Quoted text:
------------------------------------------------------------------------
Let us not forget the official name for piracy: Copyright Infringement, and it's a very big problem indeed. But it has to be seperated into 2 distinct catagories:

1. Consumer Infringement, or what most of us think of when we hear "Piracy". This is an almost harmless crime and often even benificial when traditional marketing channels are stuffed to the brim already. The problem here is the people you'll hear screaming bloody murder are often the people who benifit from piracy the most, or atleast lose the least. There are some smaller artists who are actually hurt by it, but often enough the name recognition they recieve for when they release a second product more then makes up for it.

2. Business Piracy, or, other business infringing on copyright wholesale. For example the indiegame Luftrausers that came out not too long ago was instantly copied then sold by chinese firms. That takes away a whole chunk of revenue. Or in a recent Q&A of a youtuber called Totalbiscuit where the guy gave an example of some russian fellow uploading his video to his own channel, which ended up getting more views then the original. That's alot of lost ad revenue, more then any end user with adblock could ever cause. He copyright claimed it on youtube, the russian guy counterclaimed it and actually won even though he couldn't speak any english. But any one youtuber isn't big enough to actually get a large company such as google to change their ways.
------------------------------------------------------------------------
Records shown:
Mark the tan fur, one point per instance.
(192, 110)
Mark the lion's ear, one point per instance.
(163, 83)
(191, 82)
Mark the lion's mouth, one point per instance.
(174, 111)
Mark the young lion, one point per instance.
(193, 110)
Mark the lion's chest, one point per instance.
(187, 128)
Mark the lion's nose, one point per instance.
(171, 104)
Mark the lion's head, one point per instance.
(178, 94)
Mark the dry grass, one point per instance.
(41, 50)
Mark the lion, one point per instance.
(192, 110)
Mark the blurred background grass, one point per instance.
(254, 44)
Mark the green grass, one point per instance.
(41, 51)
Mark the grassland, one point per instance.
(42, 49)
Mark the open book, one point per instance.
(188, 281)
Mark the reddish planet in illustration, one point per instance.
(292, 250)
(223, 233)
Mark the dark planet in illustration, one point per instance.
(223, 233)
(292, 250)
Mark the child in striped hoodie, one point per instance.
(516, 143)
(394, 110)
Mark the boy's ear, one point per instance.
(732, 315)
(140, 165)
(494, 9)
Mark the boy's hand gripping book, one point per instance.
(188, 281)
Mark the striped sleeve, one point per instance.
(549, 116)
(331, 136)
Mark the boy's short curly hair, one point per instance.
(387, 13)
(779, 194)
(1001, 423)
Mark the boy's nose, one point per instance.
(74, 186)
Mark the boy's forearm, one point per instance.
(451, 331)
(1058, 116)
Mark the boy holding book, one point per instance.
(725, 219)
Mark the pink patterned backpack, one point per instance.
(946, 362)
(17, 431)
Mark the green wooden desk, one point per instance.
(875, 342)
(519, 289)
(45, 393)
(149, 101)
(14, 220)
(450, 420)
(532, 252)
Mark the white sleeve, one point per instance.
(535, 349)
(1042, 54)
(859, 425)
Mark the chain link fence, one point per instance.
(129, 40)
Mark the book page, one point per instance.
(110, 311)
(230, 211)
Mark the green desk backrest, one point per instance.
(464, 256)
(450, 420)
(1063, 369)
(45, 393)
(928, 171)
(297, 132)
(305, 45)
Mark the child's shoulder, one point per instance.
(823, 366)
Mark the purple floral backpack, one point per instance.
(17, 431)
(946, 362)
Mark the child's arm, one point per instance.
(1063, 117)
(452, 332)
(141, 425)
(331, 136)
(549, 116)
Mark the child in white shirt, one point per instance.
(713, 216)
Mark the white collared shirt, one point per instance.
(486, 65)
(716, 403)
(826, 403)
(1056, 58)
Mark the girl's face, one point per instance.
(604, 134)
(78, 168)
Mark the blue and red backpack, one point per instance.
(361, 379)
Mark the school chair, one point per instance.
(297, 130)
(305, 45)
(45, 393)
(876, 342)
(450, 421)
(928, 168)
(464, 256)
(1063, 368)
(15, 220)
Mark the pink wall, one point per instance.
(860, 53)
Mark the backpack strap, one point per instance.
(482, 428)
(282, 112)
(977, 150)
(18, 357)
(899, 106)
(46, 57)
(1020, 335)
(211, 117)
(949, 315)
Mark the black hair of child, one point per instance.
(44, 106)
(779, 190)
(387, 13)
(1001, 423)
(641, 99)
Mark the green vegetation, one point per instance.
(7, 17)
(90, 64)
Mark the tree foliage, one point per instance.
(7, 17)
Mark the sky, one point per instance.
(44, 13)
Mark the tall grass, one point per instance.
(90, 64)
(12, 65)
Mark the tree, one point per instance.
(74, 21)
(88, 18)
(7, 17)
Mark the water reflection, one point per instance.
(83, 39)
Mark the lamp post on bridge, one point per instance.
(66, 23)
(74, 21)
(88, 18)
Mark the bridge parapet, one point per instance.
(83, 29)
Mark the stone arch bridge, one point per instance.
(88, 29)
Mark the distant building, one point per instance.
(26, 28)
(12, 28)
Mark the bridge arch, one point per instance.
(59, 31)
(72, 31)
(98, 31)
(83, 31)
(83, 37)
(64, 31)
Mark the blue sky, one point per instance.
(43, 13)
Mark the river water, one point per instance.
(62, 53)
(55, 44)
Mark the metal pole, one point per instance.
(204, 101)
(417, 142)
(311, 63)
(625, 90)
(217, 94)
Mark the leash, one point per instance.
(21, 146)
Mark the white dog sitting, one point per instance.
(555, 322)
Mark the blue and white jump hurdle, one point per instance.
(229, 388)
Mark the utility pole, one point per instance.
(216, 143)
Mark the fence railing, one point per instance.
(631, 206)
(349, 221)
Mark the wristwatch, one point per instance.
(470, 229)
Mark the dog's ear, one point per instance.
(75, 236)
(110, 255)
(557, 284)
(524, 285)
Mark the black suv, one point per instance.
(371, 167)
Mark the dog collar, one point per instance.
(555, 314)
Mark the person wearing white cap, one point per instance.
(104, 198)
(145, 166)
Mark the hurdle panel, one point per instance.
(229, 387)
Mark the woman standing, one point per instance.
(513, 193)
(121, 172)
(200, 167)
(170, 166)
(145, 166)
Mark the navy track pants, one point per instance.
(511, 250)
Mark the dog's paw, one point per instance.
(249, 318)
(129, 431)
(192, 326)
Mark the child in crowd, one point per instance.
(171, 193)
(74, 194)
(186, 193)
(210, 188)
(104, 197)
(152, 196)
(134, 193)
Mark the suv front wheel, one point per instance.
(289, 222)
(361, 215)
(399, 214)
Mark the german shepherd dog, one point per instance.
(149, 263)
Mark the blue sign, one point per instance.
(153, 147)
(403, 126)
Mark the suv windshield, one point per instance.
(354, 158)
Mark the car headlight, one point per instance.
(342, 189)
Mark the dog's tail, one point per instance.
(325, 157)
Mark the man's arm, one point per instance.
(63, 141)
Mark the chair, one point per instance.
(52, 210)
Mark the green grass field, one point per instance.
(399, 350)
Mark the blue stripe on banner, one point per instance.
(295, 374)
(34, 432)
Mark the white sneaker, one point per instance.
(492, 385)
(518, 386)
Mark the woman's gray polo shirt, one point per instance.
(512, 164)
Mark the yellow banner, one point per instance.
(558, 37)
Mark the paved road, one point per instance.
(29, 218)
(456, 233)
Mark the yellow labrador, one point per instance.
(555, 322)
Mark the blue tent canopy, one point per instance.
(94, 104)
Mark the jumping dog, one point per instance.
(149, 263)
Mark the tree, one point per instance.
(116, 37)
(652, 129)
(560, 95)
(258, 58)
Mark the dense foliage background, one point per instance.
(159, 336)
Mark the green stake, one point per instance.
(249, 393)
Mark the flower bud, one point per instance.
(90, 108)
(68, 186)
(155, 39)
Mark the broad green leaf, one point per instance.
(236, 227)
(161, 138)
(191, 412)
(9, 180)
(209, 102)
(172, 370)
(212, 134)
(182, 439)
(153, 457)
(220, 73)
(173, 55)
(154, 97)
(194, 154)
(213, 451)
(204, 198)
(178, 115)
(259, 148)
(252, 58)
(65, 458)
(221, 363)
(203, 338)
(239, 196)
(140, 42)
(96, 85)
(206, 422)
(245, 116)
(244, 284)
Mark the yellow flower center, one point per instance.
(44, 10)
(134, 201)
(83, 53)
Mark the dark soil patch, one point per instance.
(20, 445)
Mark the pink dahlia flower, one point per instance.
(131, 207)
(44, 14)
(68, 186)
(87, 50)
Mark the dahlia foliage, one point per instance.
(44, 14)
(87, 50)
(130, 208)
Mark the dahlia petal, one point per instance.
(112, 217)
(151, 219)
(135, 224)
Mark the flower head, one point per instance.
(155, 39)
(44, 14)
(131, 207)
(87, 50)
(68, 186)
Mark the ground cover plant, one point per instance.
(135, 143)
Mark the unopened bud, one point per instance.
------------------------------------------------------------------------
Can you resume the post on piracy and its two categories of copyright infringement, writing on from its final sentence?

Response:
The latter is a big problem. It's also the one you'll least hear about and hardly anything can or is done about, as the people it happens to either aren't big enough to throw their weight around or cannot afford the lawyers needed to act as a deterrent.

I'll happily support increased penalties of copyright infringement of the latter cases. In the youtube example i'd even support youtube being liable for said lost revenue in order to get them to change things for the better. It has a tangible effect on people that are often enough struggeling as it is. But consumer piracy, i just cannot feel bad about.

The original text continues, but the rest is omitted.